● **TASK INSTRUCTIONS**:
A: In the forum thread about brown diatoms on bolbitis, what silicate level does MatPat say his water quality report shows?
B: Continue the forum thread about brown diatoms on bolbitis from the point where it stops.

● **SELECTED EXTRACT**:

==========

# brown diatoms covering bolbitis



## fishdude1984 (Feb 17, 2005)

I have what appears to be brown diatoms covering the leaves on my bolbitis and only my bolbitis and no other plant,how can I get rid of it? I have heard that they are caused by high silicates is this true? as I do have a high level of silicates in my water


----------



## Mud Pie Mama (Jul 30, 2006)

It's been my experience that when I've had a problem with brown diatoms in a new tank they are not in tne least bit selective about where they make their trouble. In other words, they just cover and coat EVERYTHING! I think you might look for a different explanation. 

How long have you had this tank up and running with plants? How long has this bolbitis been growing in the same spot? A while, or is it a new introduction? And, of course, if you can manage a photo, I'm sure it would help quite a bit with getting helpful feedback.


----------



## bigstick120 (Mar 8, 2005)

Ottos will take care of that, is there water movement in that area?


----------



## MatPat (Mar 22, 2004)

I don't know if silicates are really the cause of Diatoms or if that is another one of those "aquarium myths". What do you call high silicates? I have 8ppm according to my water quality report and don't have any issues with diatom algae other than in newly set up tanks. That usually clears in a couple of weeks. 

In the past I have had diatom issues when increasing light levels or using too much light over a non-CO2 aquarium. If I go much over 2wpg on non CO2 tanks I sem to get recurring diatom algae.

==========

● **GIVEN RECORDS**:
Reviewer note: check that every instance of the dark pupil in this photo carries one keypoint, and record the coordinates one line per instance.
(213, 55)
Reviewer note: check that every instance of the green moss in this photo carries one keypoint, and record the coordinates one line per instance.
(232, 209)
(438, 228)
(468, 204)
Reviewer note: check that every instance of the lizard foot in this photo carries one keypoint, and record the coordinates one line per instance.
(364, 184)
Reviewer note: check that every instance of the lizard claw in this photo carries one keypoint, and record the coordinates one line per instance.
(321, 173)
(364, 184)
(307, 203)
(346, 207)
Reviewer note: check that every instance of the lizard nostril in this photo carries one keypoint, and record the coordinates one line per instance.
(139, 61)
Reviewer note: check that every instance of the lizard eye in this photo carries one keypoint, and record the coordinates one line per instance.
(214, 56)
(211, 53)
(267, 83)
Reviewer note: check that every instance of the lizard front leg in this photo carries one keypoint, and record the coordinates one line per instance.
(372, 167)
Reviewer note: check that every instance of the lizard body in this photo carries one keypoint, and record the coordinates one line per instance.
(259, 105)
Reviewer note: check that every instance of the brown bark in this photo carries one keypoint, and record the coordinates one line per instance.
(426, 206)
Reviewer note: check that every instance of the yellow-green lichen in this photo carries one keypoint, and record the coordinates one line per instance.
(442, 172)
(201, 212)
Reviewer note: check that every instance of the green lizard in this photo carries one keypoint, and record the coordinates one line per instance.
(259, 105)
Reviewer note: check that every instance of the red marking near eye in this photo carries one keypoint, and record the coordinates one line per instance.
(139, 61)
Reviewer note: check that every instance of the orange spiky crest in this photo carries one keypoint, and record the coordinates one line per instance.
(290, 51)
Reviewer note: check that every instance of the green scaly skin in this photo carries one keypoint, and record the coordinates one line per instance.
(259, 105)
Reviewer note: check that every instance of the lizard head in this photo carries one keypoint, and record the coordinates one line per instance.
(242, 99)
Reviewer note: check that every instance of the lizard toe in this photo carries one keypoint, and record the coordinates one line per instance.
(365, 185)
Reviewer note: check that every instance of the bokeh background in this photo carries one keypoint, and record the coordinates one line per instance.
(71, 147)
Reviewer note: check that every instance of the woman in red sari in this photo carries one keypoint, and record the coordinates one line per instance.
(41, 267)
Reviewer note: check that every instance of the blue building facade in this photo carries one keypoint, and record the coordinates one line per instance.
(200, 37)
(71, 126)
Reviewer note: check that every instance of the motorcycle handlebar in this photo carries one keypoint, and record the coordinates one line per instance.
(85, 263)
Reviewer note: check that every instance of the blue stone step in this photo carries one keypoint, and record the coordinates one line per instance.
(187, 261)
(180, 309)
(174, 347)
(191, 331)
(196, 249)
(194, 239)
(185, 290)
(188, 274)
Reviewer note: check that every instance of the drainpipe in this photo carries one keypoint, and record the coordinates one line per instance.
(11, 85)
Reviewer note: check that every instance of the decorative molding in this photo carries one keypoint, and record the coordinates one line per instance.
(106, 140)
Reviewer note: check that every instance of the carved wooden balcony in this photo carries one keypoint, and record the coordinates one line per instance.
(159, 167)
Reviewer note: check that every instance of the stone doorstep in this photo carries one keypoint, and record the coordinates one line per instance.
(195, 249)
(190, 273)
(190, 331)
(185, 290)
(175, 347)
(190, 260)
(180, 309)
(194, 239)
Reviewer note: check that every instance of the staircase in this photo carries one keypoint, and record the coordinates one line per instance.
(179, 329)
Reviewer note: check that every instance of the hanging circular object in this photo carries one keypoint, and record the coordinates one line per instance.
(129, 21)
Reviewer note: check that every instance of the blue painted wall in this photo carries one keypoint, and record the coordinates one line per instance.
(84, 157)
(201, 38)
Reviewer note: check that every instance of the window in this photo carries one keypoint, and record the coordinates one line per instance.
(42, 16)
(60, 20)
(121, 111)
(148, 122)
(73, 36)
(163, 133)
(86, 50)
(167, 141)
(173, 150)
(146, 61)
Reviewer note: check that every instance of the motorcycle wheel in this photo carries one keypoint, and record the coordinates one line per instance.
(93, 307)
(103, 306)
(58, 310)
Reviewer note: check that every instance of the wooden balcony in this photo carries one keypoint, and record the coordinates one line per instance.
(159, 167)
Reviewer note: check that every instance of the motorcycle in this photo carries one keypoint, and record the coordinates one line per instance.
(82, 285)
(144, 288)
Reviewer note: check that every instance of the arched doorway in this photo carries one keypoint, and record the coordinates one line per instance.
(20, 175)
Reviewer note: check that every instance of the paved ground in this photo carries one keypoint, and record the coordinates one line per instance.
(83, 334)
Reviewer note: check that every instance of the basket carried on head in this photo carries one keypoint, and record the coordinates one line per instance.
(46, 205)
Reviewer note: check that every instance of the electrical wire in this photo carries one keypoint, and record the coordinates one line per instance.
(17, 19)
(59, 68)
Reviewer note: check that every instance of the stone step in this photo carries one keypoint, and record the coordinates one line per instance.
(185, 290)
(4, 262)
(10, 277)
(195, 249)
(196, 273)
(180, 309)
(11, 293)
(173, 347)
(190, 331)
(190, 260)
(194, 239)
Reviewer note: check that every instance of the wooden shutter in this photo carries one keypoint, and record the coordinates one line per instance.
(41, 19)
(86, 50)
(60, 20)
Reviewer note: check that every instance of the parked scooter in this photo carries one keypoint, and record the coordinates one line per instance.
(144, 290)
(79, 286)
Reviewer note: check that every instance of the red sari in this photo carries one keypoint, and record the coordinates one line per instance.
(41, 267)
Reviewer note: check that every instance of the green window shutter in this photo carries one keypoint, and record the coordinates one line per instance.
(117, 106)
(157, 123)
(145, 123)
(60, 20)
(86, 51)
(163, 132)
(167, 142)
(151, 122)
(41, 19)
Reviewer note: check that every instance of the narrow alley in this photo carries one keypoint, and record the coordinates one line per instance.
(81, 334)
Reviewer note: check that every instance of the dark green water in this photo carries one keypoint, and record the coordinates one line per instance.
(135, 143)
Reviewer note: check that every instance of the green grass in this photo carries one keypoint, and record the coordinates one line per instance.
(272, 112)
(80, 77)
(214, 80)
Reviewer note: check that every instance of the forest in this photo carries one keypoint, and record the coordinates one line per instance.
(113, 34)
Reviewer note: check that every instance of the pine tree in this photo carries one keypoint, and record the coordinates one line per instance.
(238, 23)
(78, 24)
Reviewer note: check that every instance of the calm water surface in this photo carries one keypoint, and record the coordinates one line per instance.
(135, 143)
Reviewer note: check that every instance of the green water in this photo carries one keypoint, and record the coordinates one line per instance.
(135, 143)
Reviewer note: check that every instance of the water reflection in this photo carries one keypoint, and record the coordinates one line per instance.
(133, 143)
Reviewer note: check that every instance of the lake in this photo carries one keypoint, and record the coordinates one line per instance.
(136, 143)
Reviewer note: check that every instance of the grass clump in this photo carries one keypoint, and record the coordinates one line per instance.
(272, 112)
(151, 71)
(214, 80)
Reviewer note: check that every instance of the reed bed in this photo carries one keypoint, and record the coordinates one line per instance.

==========

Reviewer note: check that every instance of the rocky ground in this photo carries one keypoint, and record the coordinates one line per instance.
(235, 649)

==========

● **ANSWER LIST**:
A: 8ppm

B:
Have you made any changes to the tank recently like adding another light or changing out bulbs?


----------



## fishdude1984 (Feb 17, 2005)

I’ve had the tank running for just over three years now and the bolbitis in the same spot for over two years, there is good water movement in the spot and the plant grows well its just covered in brown ugly stuff that I thought where silicates I have ottos and sae’s and one common pleco, I have not made any big changes to the tank in the last few months and know new lights, I don’t know the amount of silicates I have in my water but my neighbor who I share a well with has told me that it is very high, I will try to get a picture as soon as I can but my camera has gone missing when I need it most! It only covers the old growth of my bolbitis and no other plant, is there a similar looking algae, and if so what would it be and how could I get rid of it?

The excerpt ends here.